STUDY TEXT:
Skip to content

Brain breakdown: Medical professionals worry about marijuana’s effect on young people

As the government moves toward legalizing marijuana, medical professionals hope tight regulations decrease use and protect youth.
1198terrace14875946061_ff6a3a0385_k
Marijuana

Even as the federal Liberal government moves toward legalizing marijuana, medical professionals hope that tight regulations will decrease its use and protect young people from what studies have proven can be significant damage to their brains.

“Regular use of marijuana before the age of 25 has been shown to negatively affect brain development leading to lower IQ in adulthood,” says Dr. Raina Fumerton, the Northern Health Authority’s Terrace-based medical health officer for the northwest.

“Marijuana can actually worsen symptoms of depression and anxiety and can cause paranoia and hallucinations... It has also been shown to trigger early onset of schizophrenia in those who are vulnerable... Our recommendation is that people under the age of 25 should not be using cannabis (also known as marijuana),” she said, adding that she and most of her medical colleagues in the province agree.

Source data:

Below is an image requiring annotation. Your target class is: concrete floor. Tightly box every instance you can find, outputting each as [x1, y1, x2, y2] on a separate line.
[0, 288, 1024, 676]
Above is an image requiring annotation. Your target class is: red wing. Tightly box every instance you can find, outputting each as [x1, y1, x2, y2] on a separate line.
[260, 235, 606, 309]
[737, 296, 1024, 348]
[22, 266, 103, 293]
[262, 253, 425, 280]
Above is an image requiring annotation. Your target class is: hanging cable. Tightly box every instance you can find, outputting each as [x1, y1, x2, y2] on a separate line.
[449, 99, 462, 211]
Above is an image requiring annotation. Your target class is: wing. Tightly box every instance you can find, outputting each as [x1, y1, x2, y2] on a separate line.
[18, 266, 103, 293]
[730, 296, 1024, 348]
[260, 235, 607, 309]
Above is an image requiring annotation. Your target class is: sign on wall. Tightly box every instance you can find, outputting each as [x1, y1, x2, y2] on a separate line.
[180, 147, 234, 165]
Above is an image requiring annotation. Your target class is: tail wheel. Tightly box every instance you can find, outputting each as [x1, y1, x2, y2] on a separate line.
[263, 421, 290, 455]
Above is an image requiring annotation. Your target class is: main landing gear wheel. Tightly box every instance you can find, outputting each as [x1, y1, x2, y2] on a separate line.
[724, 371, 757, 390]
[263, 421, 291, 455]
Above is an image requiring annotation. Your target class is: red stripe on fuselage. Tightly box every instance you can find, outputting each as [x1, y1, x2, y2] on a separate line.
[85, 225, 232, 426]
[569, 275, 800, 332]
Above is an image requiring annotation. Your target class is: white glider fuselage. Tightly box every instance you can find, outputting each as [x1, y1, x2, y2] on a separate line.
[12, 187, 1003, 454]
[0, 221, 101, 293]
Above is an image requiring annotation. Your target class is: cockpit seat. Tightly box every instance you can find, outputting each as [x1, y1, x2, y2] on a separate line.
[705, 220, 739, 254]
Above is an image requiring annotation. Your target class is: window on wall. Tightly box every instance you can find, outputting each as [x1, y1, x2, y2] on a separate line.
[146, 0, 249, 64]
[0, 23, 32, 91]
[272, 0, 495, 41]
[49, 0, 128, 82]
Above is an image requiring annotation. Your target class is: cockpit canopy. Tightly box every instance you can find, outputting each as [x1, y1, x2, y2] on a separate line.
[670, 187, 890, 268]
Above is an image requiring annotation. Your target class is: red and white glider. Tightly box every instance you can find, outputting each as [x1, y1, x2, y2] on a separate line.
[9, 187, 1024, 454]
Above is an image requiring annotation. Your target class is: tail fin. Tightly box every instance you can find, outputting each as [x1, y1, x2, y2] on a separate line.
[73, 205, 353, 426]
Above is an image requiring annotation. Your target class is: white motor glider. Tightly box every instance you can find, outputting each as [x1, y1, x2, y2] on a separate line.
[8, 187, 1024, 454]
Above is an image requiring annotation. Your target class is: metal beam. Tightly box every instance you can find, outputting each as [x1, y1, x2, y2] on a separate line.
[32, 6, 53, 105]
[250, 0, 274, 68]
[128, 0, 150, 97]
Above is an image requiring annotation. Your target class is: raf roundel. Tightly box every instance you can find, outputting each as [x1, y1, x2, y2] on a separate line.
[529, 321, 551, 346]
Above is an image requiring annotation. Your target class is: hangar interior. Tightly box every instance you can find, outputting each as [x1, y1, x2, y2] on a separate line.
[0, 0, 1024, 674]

INSTRUCTIONS TO FOLLOW: In the article on marijuana and young people, what age does Dr. Raina Fumerton recommend people be under for them not to use cannabis?

RESPONSE: Under the age of 25.